Present the rows below as a Markdown table with the columns No. and Text, numbering each line in order. Leave out blank lines.
--------------------
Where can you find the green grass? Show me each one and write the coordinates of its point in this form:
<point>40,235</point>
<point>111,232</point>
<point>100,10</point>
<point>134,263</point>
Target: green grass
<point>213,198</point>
--------------------
Answer to the problem
| No. | Text |
|---|---|
| 1 | Where can you find the green grass? Show me each one and write the coordinates of its point in this form: |
| 2 | <point>40,235</point> |
| 3 | <point>111,232</point> |
| 4 | <point>100,10</point> |
| 5 | <point>134,263</point> |
| 6 | Target: green grass |
| 7 | <point>213,198</point> |